### Instruções do exercício
Consegue prolongar o texto sobre o turismo em Lisboa a partir da última frase apresentada?

### Texto para leitura
###
Num país que desespera por crescimento, emprego e exportações, ouvir falar de “excesso de turistas” faz-me pensar nas centenas de grandes e pequenos empreendedores que dão vida a Lisboa com a sua iniciativa, talento e capacidade de assumir riscos, e que mais não fazem, no seu dia a dia, do que gerir recursos escassos, sejam eles físicos, financeiros ou humanos. Gerir é isso mesmo.
Quem gere a cidade não pode deixar de reconhecer a enorme oportunidade que o boom turístico representa a nível económico e social, e colocar todo o seu empenho e talento na gestão adequada dos recursos escassos, de forma a que estes não constituam constrangimentos à materialização dessa mesma oportunidade. O que não se pode é colocar a questão não na perspetiva de quantos turistas aguenta a Cidade, como se a capacidade fosse totalmente exógena à forma como a mesma é gerida.
E se o recurso mais escasso é o espaço, foquemo-nos aí. Identifico três formas mais ou menos evidentes de aumentar a capacidade do espaço: distribuir mais os turistas, adaptar os serviços públicos e gerir o fator tempo.
A distribuição dos turistas pela Cidade consegue-se com o desenvolvimento de pólos de atração integrados e consistentes. Um exemplo positivo é o eixo Belém-Ajuda, um ponto tradicionalmente de visita rápida, que poderá, cada vez mais afirmar-se, com novas atrações, como o novo Museu dos Coches, o Miradouro da Ponte, o Palácio da Ajuda, ou o Maat.
A adaptação da capacidade dos serviços públicos à sazonalidade e às variações da procura é particularmente importante a nível de mobilidade, segurança e higiene urbana. Por que razão há filas intermináveis para o Elétrico 28? Não há mais composições para pôr a circular em pico? E o policiamento nas áreas históricas, foi ajustado às necessidades trazidas pelos residentes temporários? E a higiene urbana de uma cidade cuja “população” deixou de ser constante, poderá continuar a ser assegurada apenas por equipas fixas?
###
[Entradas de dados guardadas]

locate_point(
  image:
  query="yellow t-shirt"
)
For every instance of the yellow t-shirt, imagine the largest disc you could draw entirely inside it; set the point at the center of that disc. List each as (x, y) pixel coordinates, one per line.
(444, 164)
###
### Resposta à tarefa
A terceira forma é jogar com o fator tempo. Se falta espaço no verão e sobra no inverno, por que continua a adiar-se o projeto de um grande Centro de Congressos que alimente a Cidade nas épocas baixa e média (uma aplicação bem mais estratégica da receita da Taxa Turística do que o Festival da Eurovisão)? Se há filas à porta das principais atrações turísticas, por que não se aplicam princípios de revenue management à bilhética, com preços mais baixos para compra online, e tarifas distintas consoante o mês, o dia ou a hora?
Olhar para o copo meio cheio é mais difícil do que baixar os braços e optar pelo caminho da restrição, ou simplesmente esperar que a coisa estoure. Força-nos a pensar estrategicamente e a perceber que a mudança radical que Lisboa sofreu nos últimos cinco anos obriga-nos a refazer de base zero toda a lógica de gestão e funcionamento da Cidade.
Em véspera de autárquicas, é bom que aqueles que se propõem gerir a Cidade tenham noção da enorme tarefa que têm pela frente. Lisboa não pode perder esta oportunidade.
UM CONTRIBUTO DE…
Vítor Costa / Diretor Geral da Associação de Turismo de Lisboa e Presidente da Entidade Regional de Turismo da Região de Lisboa
Existe algum indicador reconhecido internacionalmente para medir a capacidade de uma cidade para acolher turistas?
Não conheço nenhum caso em que se tenha definido a capacidade de carga turística de uma cidade. O limite passa por se conseguir qualidade urbana para os residentes e para os visitantes.
Existem turistas a mais em Lisboa?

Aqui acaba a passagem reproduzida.